╭─ Dataset entries

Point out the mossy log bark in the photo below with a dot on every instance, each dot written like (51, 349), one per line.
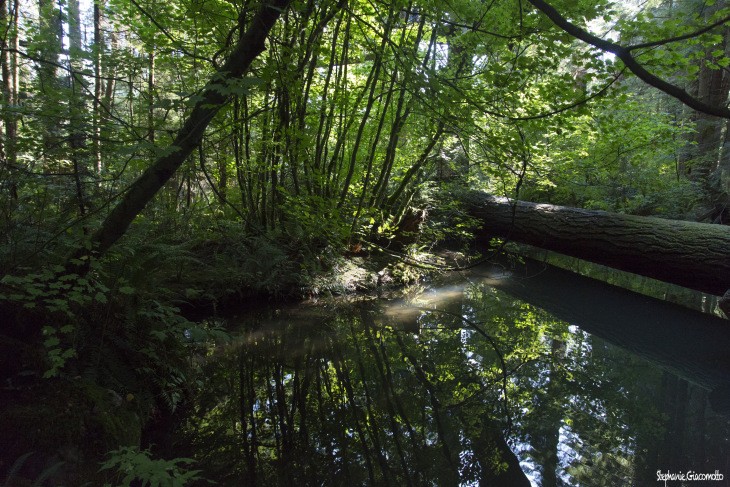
(693, 255)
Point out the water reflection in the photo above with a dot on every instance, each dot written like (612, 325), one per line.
(463, 385)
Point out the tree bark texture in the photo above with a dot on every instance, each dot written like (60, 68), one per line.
(250, 45)
(690, 254)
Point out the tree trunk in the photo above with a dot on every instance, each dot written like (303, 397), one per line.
(249, 46)
(693, 255)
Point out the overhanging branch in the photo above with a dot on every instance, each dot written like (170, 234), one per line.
(625, 55)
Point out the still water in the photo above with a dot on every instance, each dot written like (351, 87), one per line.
(505, 376)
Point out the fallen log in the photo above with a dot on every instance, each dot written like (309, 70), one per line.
(693, 255)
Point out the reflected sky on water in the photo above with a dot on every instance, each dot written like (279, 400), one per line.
(468, 383)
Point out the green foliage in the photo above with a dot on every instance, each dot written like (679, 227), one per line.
(133, 465)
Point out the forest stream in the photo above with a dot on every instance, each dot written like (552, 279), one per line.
(528, 375)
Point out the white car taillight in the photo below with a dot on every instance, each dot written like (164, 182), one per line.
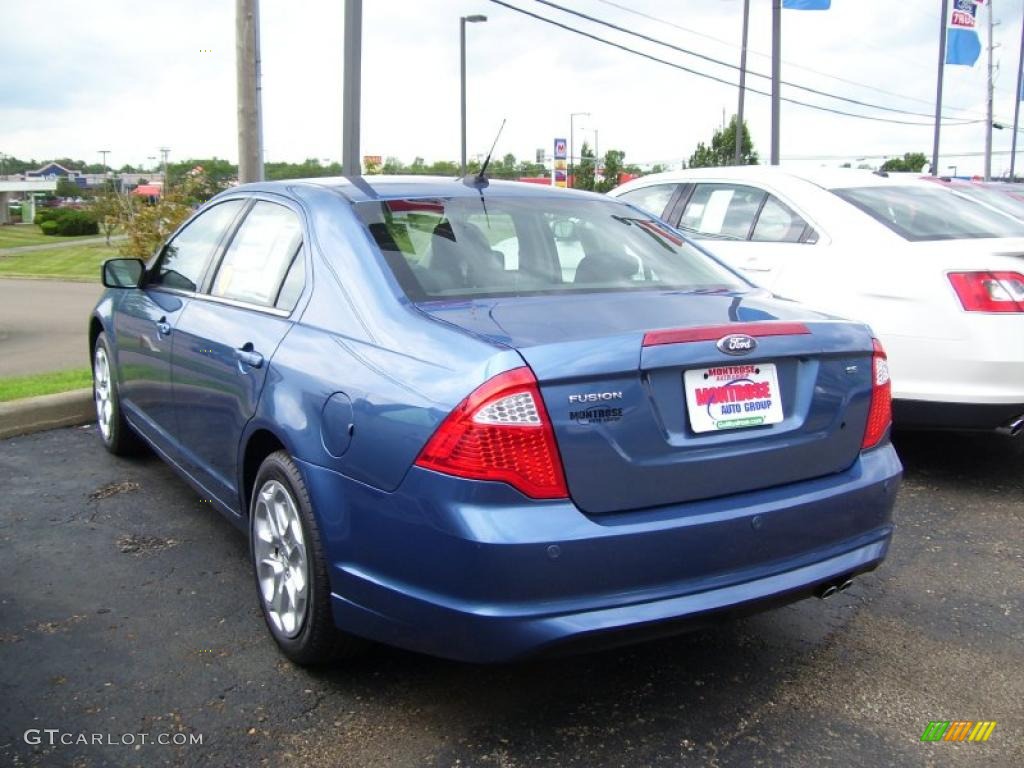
(989, 292)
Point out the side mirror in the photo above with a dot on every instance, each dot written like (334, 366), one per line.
(123, 272)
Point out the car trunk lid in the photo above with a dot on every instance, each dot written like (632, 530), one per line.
(613, 376)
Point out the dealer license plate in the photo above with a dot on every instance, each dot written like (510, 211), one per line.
(732, 396)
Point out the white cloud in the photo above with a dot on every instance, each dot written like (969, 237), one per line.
(132, 77)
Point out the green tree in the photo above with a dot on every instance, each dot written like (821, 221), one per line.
(723, 148)
(584, 172)
(613, 160)
(911, 162)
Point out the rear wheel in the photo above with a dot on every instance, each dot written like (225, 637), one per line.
(290, 565)
(115, 431)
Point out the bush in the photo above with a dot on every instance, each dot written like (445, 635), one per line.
(67, 221)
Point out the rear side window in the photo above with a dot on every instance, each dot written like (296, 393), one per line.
(470, 247)
(654, 199)
(184, 258)
(260, 256)
(778, 223)
(930, 212)
(725, 211)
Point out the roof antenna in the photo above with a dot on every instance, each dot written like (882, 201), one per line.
(480, 179)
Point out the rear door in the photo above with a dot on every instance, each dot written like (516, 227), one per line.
(226, 337)
(749, 228)
(146, 320)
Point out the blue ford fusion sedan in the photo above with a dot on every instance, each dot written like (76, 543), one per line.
(491, 420)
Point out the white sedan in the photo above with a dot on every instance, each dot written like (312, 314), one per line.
(939, 278)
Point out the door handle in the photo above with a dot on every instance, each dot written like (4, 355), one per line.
(248, 356)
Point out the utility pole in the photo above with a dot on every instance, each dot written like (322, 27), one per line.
(776, 75)
(1017, 108)
(938, 87)
(164, 152)
(247, 68)
(742, 83)
(989, 97)
(463, 20)
(351, 163)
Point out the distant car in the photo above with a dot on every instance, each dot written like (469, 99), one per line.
(939, 278)
(593, 434)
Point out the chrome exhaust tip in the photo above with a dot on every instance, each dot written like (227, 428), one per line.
(1014, 427)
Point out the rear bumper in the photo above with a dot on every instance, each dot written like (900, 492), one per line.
(487, 576)
(966, 416)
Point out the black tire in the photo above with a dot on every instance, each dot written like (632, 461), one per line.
(116, 433)
(315, 640)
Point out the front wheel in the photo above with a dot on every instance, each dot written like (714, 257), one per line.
(115, 431)
(290, 566)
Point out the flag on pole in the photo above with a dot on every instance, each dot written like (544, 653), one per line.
(963, 45)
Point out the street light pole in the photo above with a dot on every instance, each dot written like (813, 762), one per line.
(572, 118)
(463, 20)
(1017, 108)
(742, 84)
(351, 163)
(989, 95)
(776, 76)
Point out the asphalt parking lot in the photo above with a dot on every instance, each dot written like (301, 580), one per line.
(126, 608)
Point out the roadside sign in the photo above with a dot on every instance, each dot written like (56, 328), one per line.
(559, 176)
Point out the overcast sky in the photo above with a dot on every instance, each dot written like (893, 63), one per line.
(131, 77)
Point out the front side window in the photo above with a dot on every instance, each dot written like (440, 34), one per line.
(654, 199)
(927, 212)
(725, 211)
(184, 258)
(469, 247)
(260, 255)
(778, 223)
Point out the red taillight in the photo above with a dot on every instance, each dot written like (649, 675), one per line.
(880, 415)
(989, 292)
(501, 432)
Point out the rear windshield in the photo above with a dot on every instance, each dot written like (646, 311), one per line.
(471, 247)
(1004, 199)
(924, 212)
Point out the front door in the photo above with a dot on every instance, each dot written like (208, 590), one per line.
(225, 339)
(145, 322)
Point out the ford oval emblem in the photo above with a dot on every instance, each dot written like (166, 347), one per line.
(737, 344)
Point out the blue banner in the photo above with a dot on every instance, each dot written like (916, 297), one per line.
(963, 47)
(807, 4)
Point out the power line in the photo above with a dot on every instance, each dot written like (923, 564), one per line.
(707, 76)
(729, 65)
(811, 70)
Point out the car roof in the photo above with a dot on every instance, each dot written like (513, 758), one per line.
(828, 178)
(364, 188)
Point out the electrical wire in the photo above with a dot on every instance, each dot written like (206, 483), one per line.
(715, 78)
(811, 70)
(729, 65)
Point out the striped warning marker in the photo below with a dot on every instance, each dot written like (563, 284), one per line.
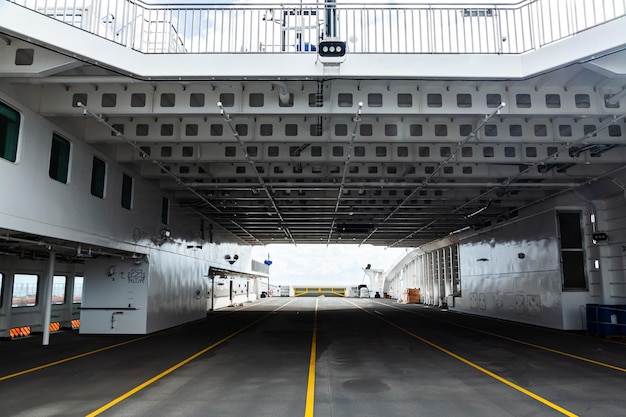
(19, 332)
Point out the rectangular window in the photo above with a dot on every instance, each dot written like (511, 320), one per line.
(58, 289)
(572, 251)
(25, 290)
(165, 211)
(9, 129)
(59, 158)
(127, 191)
(77, 297)
(98, 177)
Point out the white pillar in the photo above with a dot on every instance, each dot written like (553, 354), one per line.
(47, 300)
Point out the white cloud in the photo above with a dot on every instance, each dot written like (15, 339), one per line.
(324, 265)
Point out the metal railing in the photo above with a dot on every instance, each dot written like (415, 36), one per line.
(411, 28)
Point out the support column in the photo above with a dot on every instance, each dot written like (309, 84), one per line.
(47, 300)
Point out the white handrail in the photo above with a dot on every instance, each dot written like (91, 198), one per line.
(406, 28)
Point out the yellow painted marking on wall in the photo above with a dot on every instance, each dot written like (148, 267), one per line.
(179, 365)
(522, 342)
(82, 355)
(310, 390)
(475, 366)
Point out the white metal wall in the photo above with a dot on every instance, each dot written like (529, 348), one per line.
(167, 289)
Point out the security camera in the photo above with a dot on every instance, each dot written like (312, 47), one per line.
(332, 51)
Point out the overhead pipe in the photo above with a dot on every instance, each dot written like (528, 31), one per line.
(424, 183)
(357, 121)
(262, 184)
(87, 111)
(507, 182)
(317, 186)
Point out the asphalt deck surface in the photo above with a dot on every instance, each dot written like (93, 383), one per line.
(372, 358)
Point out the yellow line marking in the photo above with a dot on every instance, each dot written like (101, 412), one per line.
(473, 365)
(82, 355)
(179, 365)
(310, 390)
(558, 352)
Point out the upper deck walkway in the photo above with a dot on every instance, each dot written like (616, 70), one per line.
(416, 39)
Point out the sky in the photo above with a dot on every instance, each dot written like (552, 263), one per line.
(325, 264)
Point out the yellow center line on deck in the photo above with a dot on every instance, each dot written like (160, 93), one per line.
(71, 358)
(473, 365)
(310, 390)
(522, 342)
(180, 364)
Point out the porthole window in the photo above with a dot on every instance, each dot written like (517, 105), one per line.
(441, 130)
(405, 100)
(434, 100)
(79, 98)
(216, 130)
(494, 100)
(491, 130)
(541, 130)
(191, 129)
(167, 129)
(59, 159)
(9, 132)
(273, 151)
(291, 130)
(341, 130)
(316, 151)
(515, 130)
(168, 100)
(109, 100)
(267, 129)
(98, 177)
(582, 101)
(127, 191)
(375, 100)
(523, 101)
(196, 100)
(464, 100)
(553, 101)
(391, 130)
(257, 99)
(138, 100)
(465, 130)
(415, 130)
(241, 129)
(344, 100)
(227, 99)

╰─

= Task description =
Your output should be the lines from the one with "Point out the sky" through the last line of the entries above, copied exactly and nothing more.

= Expected answer =
Point out the sky in the photo above with a dot on every instance, each dot written like (552, 263), one per line.
(325, 264)
Point out the yellow center line on deck in the photo above with a dot on every instance, each dot written like (160, 93), one per line.
(71, 358)
(473, 365)
(310, 390)
(522, 342)
(180, 364)
Point out the porthole window in the photo above with a dot on every instance, each dot written like (517, 105), one per line.
(441, 130)
(405, 100)
(434, 100)
(79, 98)
(216, 130)
(494, 100)
(491, 130)
(541, 130)
(191, 129)
(167, 129)
(59, 159)
(9, 132)
(273, 151)
(291, 130)
(341, 130)
(316, 151)
(515, 130)
(168, 100)
(109, 100)
(267, 129)
(98, 177)
(582, 101)
(127, 191)
(375, 100)
(523, 101)
(196, 100)
(464, 100)
(553, 101)
(391, 130)
(257, 99)
(138, 100)
(465, 130)
(415, 130)
(241, 129)
(344, 100)
(227, 99)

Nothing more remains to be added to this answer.